[STORED DATA Boundary: Start]

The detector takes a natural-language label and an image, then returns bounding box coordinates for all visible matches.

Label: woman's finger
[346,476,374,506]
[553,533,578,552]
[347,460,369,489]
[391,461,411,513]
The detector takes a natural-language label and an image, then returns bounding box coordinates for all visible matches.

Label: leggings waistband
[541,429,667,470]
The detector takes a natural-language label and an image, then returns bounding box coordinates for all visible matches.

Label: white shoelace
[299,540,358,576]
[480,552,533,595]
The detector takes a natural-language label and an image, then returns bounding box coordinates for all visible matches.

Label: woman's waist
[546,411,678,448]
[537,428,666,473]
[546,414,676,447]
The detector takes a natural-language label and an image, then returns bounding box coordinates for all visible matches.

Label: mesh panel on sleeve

[STORED DATA Boundary: End]
[STORED DATA Boundary: Start]

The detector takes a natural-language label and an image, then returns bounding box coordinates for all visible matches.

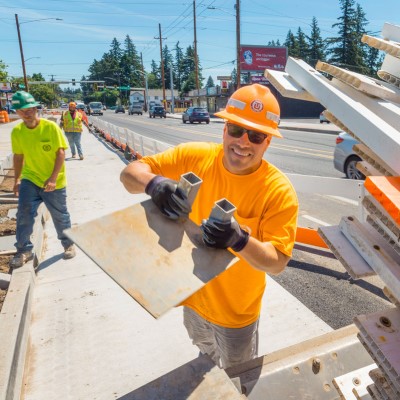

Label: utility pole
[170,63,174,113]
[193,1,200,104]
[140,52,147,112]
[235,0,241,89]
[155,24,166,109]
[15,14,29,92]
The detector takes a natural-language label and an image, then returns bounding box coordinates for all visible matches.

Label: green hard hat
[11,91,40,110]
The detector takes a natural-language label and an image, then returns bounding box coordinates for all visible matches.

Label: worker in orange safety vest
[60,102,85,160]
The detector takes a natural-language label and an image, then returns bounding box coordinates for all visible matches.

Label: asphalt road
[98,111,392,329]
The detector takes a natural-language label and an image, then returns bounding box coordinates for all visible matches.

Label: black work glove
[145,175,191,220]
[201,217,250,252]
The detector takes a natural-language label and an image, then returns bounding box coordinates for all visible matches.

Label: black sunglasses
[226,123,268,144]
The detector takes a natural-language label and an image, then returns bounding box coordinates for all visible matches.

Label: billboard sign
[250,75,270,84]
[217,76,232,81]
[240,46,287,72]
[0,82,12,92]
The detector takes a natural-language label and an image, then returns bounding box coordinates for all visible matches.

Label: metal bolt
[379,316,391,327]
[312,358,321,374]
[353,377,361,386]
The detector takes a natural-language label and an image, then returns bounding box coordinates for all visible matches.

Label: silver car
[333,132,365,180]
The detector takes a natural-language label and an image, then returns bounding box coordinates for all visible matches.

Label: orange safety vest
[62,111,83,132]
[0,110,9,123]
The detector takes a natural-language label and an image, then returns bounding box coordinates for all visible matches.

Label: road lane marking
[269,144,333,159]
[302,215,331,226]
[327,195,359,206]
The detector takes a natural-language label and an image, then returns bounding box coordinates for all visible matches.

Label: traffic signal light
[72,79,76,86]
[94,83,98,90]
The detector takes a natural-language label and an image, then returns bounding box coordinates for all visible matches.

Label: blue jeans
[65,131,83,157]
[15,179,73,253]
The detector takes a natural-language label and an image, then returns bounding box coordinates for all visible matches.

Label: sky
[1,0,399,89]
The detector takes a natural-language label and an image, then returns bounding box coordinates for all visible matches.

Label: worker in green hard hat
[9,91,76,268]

[STORED DATA Boundary: End]

Once you find the line with "Label: woman's finger" above, print it and every line after it up to and including the line with "Label: mesh panel on sleeve", exactly as written and nothing else.

Label: woman's finger
[346,476,374,506]
[553,533,578,552]
[347,460,369,489]
[391,461,411,513]
The detector takes a natural-language label and an image, then returns bounding box coordinates for all visible matches.

Label: leggings waistband
[541,429,667,470]
The detector takes a natural-language label and an image, then returns bounding box coordinates for all visible matches.

Label: white shoelace
[299,540,358,576]
[480,552,533,595]
The detector takes a natural-language label and an image, then returns bounding box coordinates for all visible matches.

Label: woman's waist
[546,411,678,448]
[537,428,666,473]
[546,414,676,447]
The detector takes a natural-language label and an image, then returns bounding box coordinates for all visible matches.

Label: mesh panel on sleeve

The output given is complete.